=== EXTRACT TO READ ===

How does F5-TTS work?

F5-TTS is, at its highest level, a conditional flow-matching network that learns a velocity field over 100-dimensional log mel-spectrogram features sampled at 24 kHz with a 256-sample hop length, paired with a pretrained Vocos vocoder for waveform reconstruction.^[2] The network parameterizes a probability flow ordinary differential equation (ODE) from Gaussian noise at flow time t=0 to mel features matching the target audio at t=1, conditioned on a text sequence padded to the speech length. The total parameter count is 335.8 million, almost entirely concentrated in the DiT trunk; the ConvNeXt V2 refiner adds a few million parameters more.^[2]

How does text-conditioned flow matching work in F5-TTS?

Following the E2 TTS framing, F5-TTS trains a single network on the text-guided speech-infilling task. During training, the system samples a random mask over 70 to 100 percent of the mel frames of a clean audio clip, replaces the masked region with a noised version interpolated toward Gaussian noise, and asks the network to predict the velocity that points toward the clean features given (a) the unmasked context, (b) the noisy frames, and (c) a text sequence whose length has been padded with filler tokens to match the speech length.^[2] At inference, the entire audio is treated as masked except for a short reference clip provided by the user, and the unmasked region carries the speaker timbre of the reference. The flow ODE is solved by torchdiffeq, with the number of function evaluations (NFE) typically set to 32 for high-quality synthesis and 16 for fast preview.^[2]

The objective is the optimal-transport conditional flow matching loss used in flow matching. Unlike score-based diffusion, the loss is a simple regression on velocities, with classifier-free guidance applied at inference time by interpolating between the conditional and unconditional velocity at each step.^[2]

What does the ConvNeXt V2 text refiner do?

=== DATA EXCERPTS ===

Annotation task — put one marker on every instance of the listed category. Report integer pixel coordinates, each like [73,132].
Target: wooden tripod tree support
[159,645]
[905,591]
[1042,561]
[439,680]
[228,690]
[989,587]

===

▶ **GOAL OF THE EXERCISE**
Update the F5-TTS text, starting at the words "The objective is" and stopping after "text refiner do?", by replacing "score-based diffusion" with "denoising diffusion".

▶ **RESPONSE TO THIS EXERCISE**
The objective is the optimal-transport conditional flow matching loss used in flow matching. Unlike denoising diffusion, the loss is a simple regression on velocities, with classifier-free guidance applied at inference time by interpolating between the conditional and unconditional velocity at each step.^[2]

What does the ConvNeXt V2 text refiner do?